(Records from a data collection)
..............................
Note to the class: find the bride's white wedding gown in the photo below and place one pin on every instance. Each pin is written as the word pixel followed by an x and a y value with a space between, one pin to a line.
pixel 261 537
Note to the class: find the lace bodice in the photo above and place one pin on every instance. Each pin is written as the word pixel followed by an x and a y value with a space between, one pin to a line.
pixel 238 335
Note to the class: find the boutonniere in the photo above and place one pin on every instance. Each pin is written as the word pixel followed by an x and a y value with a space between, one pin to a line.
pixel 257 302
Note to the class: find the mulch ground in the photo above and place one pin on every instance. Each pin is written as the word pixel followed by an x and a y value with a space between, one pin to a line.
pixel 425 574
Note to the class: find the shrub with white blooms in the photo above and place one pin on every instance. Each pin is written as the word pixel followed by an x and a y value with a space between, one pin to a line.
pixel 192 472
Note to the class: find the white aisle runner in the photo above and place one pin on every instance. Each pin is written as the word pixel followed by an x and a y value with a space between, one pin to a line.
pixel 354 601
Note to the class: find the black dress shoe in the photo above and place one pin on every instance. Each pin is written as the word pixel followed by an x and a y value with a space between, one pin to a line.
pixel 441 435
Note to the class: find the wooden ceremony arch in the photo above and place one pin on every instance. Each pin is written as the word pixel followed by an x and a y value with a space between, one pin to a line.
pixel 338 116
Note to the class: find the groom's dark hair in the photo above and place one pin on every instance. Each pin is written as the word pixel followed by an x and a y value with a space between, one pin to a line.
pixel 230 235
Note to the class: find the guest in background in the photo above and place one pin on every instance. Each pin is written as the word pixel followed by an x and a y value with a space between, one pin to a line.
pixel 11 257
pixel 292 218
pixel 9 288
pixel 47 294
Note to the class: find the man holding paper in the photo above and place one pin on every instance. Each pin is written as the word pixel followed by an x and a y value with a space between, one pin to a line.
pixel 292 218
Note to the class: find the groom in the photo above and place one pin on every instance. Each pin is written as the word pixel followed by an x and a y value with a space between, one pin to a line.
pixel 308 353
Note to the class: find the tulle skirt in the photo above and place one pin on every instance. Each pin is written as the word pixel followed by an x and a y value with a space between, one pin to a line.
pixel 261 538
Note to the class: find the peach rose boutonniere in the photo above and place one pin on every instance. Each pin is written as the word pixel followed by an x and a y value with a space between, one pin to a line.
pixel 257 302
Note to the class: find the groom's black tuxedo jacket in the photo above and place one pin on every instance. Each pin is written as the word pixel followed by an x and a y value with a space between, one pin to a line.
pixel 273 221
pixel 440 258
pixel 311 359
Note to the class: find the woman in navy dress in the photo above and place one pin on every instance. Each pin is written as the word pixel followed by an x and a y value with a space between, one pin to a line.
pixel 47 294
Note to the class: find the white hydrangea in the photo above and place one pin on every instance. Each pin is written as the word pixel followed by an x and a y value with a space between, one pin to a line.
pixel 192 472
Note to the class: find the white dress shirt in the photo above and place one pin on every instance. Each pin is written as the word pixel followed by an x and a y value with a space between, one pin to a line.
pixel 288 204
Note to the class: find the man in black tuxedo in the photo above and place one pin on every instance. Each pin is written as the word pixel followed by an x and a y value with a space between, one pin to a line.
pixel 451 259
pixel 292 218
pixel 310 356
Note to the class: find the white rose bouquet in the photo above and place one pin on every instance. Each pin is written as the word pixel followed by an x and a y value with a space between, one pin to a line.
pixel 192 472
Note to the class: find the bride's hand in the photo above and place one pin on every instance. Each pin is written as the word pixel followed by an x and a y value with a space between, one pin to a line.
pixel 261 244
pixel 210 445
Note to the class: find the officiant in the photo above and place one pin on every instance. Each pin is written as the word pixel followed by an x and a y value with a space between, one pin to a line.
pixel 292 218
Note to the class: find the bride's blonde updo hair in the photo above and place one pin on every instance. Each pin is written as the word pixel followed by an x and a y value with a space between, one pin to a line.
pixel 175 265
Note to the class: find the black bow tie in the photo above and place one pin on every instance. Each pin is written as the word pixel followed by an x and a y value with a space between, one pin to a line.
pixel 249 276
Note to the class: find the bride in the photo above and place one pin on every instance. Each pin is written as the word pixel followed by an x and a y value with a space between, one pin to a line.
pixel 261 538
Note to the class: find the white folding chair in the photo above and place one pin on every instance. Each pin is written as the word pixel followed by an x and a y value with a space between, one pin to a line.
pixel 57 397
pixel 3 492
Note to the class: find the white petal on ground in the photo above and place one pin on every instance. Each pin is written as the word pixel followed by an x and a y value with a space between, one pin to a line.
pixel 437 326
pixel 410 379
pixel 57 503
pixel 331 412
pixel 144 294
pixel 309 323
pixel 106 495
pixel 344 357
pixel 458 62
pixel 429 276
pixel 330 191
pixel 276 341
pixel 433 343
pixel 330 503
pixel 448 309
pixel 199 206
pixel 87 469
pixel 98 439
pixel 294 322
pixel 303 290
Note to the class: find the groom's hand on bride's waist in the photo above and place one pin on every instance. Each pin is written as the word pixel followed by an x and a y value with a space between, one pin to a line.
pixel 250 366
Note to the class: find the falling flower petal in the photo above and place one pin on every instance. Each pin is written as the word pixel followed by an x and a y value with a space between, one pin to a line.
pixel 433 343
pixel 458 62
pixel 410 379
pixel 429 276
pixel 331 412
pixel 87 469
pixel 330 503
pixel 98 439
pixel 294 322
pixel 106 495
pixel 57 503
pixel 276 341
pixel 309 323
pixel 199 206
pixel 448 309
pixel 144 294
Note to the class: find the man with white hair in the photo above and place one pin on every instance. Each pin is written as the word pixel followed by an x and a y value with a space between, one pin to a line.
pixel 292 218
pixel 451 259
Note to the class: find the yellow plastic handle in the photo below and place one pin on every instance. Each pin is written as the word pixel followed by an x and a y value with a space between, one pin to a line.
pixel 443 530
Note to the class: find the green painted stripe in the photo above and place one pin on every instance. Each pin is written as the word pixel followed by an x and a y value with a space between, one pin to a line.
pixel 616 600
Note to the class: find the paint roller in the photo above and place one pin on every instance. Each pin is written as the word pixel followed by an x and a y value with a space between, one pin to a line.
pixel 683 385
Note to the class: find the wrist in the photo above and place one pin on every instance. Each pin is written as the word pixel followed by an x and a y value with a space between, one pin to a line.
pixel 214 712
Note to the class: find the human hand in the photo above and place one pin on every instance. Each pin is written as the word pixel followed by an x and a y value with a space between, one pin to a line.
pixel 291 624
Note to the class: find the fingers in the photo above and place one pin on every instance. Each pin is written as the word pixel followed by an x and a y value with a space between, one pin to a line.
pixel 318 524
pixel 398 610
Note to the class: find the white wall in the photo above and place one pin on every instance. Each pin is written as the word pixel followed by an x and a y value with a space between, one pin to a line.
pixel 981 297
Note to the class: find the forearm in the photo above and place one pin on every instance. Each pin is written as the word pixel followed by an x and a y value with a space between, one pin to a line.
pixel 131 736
..............................
_INSTRUCTION:_
Reproduce the rows from the line containing "Note to the class: find the officiant" up to and including the line containing "pixel 175 265", requests included, multiplying every pixel coordinate in the answers by 1.45 and rounding to whole numbers, with halves rounded up. Leave the numbers in the requests unchanged.

_RESULT FOR THIS EXERCISE:_
Note to the class: find the officiant in the photo above and place one pin on every instance. Each pin is written as the word pixel followed by an x and a y value with a space between, one pin to a line.
pixel 423 316
Note to the class: find the bride's blonde updo hair in the photo above and place one pin on every instance. Each pin is written as the word pixel followed by an x and a y value with a space between, one pin to a line.
pixel 254 384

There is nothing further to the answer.